Exercise requirements →
Please write each entry out again exactly as shown.

Segmentation mask data
= = =
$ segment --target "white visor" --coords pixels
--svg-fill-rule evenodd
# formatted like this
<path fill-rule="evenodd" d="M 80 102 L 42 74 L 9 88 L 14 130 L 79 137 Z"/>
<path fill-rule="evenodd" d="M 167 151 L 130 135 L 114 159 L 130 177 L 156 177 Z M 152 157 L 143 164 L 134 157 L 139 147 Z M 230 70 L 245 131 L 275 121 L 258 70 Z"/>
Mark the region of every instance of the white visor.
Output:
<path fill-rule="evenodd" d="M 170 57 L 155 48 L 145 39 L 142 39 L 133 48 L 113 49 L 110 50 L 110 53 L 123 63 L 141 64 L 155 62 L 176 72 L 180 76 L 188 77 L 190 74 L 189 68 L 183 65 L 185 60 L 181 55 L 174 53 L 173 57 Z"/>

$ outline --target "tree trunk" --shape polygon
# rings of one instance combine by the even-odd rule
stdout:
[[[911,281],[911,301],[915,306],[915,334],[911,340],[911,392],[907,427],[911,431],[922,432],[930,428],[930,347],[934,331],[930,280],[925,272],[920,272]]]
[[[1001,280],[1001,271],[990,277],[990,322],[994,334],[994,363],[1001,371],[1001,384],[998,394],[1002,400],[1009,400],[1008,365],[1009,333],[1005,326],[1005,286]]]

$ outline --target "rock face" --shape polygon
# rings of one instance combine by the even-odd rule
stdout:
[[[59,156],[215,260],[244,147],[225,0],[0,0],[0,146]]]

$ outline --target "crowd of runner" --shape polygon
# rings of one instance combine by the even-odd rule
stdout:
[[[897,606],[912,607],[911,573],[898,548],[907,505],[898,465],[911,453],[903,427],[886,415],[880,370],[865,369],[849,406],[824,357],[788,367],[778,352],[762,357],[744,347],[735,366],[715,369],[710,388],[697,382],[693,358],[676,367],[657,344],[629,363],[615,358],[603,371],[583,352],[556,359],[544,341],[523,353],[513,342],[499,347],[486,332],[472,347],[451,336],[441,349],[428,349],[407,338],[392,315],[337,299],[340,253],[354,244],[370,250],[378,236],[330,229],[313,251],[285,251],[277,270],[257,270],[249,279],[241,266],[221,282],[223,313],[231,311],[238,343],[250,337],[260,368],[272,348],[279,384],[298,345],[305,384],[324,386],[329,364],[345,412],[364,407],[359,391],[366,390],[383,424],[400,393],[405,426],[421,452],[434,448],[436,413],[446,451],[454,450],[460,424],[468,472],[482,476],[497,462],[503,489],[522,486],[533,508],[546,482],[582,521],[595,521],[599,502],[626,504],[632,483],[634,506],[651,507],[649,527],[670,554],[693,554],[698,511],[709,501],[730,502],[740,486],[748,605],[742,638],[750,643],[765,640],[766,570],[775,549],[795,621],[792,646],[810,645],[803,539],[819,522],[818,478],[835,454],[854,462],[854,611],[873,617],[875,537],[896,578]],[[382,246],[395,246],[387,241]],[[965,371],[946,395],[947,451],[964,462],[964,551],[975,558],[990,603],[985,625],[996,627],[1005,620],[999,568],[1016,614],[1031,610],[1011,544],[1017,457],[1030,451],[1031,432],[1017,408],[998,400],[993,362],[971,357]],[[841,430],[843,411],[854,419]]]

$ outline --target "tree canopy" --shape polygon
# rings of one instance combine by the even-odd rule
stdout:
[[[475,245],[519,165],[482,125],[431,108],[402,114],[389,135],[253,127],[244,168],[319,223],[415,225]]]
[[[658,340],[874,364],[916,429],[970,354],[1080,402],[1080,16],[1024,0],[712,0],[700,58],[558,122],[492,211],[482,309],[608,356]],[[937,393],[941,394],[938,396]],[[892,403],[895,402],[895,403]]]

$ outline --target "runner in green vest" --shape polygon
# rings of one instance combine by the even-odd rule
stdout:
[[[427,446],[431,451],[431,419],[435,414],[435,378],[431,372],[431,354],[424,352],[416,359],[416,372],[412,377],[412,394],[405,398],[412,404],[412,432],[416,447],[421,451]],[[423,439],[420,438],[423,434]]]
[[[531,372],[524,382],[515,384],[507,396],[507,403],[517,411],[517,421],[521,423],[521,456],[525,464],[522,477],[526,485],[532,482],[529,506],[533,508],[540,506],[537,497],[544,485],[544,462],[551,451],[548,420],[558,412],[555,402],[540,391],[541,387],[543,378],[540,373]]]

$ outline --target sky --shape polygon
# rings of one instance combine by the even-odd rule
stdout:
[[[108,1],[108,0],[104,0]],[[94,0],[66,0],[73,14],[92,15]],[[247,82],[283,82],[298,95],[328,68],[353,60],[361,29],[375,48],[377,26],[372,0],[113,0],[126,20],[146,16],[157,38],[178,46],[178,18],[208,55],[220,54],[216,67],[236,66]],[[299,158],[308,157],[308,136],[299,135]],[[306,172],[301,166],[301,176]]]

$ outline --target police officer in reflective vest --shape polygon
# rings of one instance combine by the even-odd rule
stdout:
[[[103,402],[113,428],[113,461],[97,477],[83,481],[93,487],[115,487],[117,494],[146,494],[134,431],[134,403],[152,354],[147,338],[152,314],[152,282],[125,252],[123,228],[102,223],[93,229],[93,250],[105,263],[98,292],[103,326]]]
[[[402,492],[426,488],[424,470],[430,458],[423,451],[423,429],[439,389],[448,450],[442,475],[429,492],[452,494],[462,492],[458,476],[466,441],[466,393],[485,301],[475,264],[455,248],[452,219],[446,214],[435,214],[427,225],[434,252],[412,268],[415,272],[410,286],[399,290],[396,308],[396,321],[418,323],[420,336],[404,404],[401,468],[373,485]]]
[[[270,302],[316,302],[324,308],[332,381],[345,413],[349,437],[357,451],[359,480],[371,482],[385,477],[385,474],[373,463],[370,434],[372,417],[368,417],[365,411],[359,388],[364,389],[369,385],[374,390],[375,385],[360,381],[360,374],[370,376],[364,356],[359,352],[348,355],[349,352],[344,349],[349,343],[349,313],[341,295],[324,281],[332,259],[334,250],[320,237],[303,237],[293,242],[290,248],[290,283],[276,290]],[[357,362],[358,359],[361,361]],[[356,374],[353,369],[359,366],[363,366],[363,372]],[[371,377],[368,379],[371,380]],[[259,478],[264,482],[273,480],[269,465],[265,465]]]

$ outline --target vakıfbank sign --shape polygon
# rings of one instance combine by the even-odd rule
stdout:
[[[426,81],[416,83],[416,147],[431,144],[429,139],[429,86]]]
= = =
Response →
$ segment --target "white visor" --coords pixels
--svg-fill-rule evenodd
# formatted like this
<path fill-rule="evenodd" d="M 80 102 L 42 74 L 9 88 L 14 130 L 79 137 Z"/>
<path fill-rule="evenodd" d="M 167 151 L 130 135 L 114 159 L 130 177 L 156 177 Z M 152 157 L 143 164 L 134 157 L 139 147 Z M 230 70 L 245 131 L 275 121 L 258 70 Z"/>
Mark the region of every instance of the white visor.
Output:
<path fill-rule="evenodd" d="M 170 57 L 155 48 L 145 39 L 142 39 L 133 48 L 113 49 L 110 50 L 110 53 L 123 63 L 141 64 L 155 62 L 176 72 L 180 76 L 188 77 L 190 74 L 189 68 L 183 65 L 185 60 L 181 55 L 174 53 L 173 57 Z"/>

$ outline --target "tree trunk" --shape polygon
# rings of one instance combine by the even-odd rule
stdout:
[[[911,281],[911,301],[915,306],[915,334],[911,340],[911,392],[907,427],[911,431],[922,432],[930,428],[930,347],[934,331],[930,280],[925,272],[920,272]]]
[[[1001,280],[1001,271],[990,277],[990,322],[994,334],[994,363],[1001,371],[1001,384],[998,394],[1002,400],[1009,400],[1008,365],[1009,333],[1005,326],[1005,286]]]

$ outline --target "rock face" --shape polygon
# rings of one instance combine by the even-odd rule
stdout:
[[[59,156],[215,260],[244,147],[225,0],[0,0],[0,146]]]

$ outline --target "crowd of runner" --shape polygon
# rings of one instance combine by the even-odd rule
stdout:
[[[897,606],[912,607],[911,573],[898,548],[907,505],[898,465],[911,453],[903,427],[886,415],[880,370],[865,369],[849,406],[824,357],[788,367],[778,352],[762,357],[744,347],[735,366],[715,369],[710,388],[697,382],[693,358],[676,367],[657,344],[629,363],[615,358],[603,371],[583,352],[556,359],[544,341],[523,353],[513,342],[499,347],[486,332],[472,347],[451,336],[441,349],[428,349],[407,338],[392,315],[337,299],[340,253],[354,244],[370,250],[378,236],[330,229],[313,251],[285,251],[277,270],[257,270],[249,279],[241,266],[221,282],[223,313],[231,311],[238,343],[250,337],[260,368],[272,348],[279,384],[298,345],[305,384],[324,386],[329,364],[345,412],[364,407],[359,391],[366,390],[383,424],[400,393],[405,426],[421,452],[434,448],[436,413],[446,451],[454,450],[460,424],[468,472],[482,476],[497,462],[503,489],[522,486],[533,508],[546,482],[582,521],[595,521],[599,502],[626,504],[632,483],[634,506],[651,507],[649,527],[670,554],[693,554],[698,511],[709,501],[730,502],[740,486],[748,605],[742,638],[750,643],[765,640],[766,570],[775,549],[795,621],[792,646],[810,645],[803,539],[819,522],[818,478],[835,454],[854,462],[854,611],[873,617],[875,537],[896,578]],[[382,246],[395,246],[387,241]],[[965,371],[946,395],[947,451],[964,462],[964,551],[975,558],[990,603],[985,625],[996,627],[1005,620],[999,568],[1016,614],[1031,610],[1011,544],[1017,457],[1030,451],[1031,432],[1017,408],[998,400],[993,362],[971,357]],[[841,430],[843,411],[854,419]]]

$ outline --target "tree canopy" --shape polygon
# rings of one instance combine by the even-odd rule
stdout:
[[[475,245],[519,165],[482,125],[431,108],[402,114],[389,135],[253,127],[244,168],[319,223],[415,225]]]
[[[658,340],[874,364],[916,429],[970,354],[1080,402],[1080,16],[1024,0],[712,0],[700,58],[558,122],[492,211],[482,309],[608,356]],[[937,393],[941,394],[938,396]],[[892,403],[895,402],[895,403]]]

$ outline --target "runner in green vest" --shape polygon
# rings of one instance combine by the even-odd rule
stdout:
[[[427,446],[431,451],[431,419],[435,414],[435,378],[431,372],[431,354],[424,352],[416,359],[416,372],[412,377],[412,394],[405,398],[412,404],[412,432],[416,447],[421,451]],[[423,439],[420,438],[423,434]]]
[[[531,372],[524,382],[515,384],[507,396],[507,403],[517,411],[517,421],[521,423],[521,456],[525,464],[522,477],[526,485],[532,482],[529,506],[533,508],[540,506],[537,497],[544,485],[544,462],[551,451],[548,420],[558,412],[555,402],[540,391],[541,387],[543,378],[540,373]]]

$ outline --target sky --shape polygon
# rings of one instance combine by the even-odd rule
stdout:
[[[108,1],[108,0],[104,0]],[[94,0],[66,0],[73,14],[92,15]],[[247,82],[283,82],[298,95],[328,68],[353,60],[361,29],[375,48],[377,26],[372,0],[113,0],[126,20],[146,16],[157,38],[178,46],[178,18],[208,55],[220,54],[216,67],[236,66]],[[299,158],[308,157],[308,136],[299,135]],[[306,172],[301,166],[301,176]]]

$ outline --target police officer in reflective vest --shape polygon
# rings of one instance combine by the even-odd rule
stdout:
[[[103,402],[113,428],[113,461],[97,477],[83,481],[93,487],[115,487],[117,494],[146,494],[134,431],[134,403],[152,354],[147,338],[152,314],[152,282],[125,252],[123,228],[102,223],[93,229],[93,250],[105,263],[98,292],[103,326]]]
[[[402,492],[426,488],[424,470],[430,458],[423,451],[423,429],[439,389],[448,450],[442,475],[429,492],[452,494],[462,492],[458,476],[466,441],[466,393],[485,301],[475,264],[455,248],[452,219],[446,214],[435,214],[427,225],[434,252],[412,268],[415,272],[410,286],[399,290],[396,308],[396,321],[418,323],[420,336],[404,404],[401,468],[373,485]]]
[[[270,302],[316,302],[324,308],[332,381],[345,413],[349,437],[357,451],[359,480],[371,482],[385,477],[385,474],[373,463],[370,434],[372,417],[368,417],[365,411],[359,388],[364,389],[369,385],[374,390],[375,385],[360,381],[360,374],[370,376],[364,356],[359,352],[348,355],[349,352],[344,349],[349,343],[349,313],[341,295],[324,281],[332,259],[334,250],[320,237],[303,237],[293,242],[290,248],[290,283],[276,290]],[[357,362],[358,359],[361,361]],[[356,374],[353,369],[359,366],[363,366],[363,372]],[[371,377],[368,379],[371,380]],[[259,478],[264,482],[273,480],[269,465],[265,465]]]

$ outline --target vakıfbank sign --shape polygon
# rings of one instance combine by the even-odd rule
stdout:
[[[426,81],[416,83],[416,147],[431,144],[429,139],[429,86]]]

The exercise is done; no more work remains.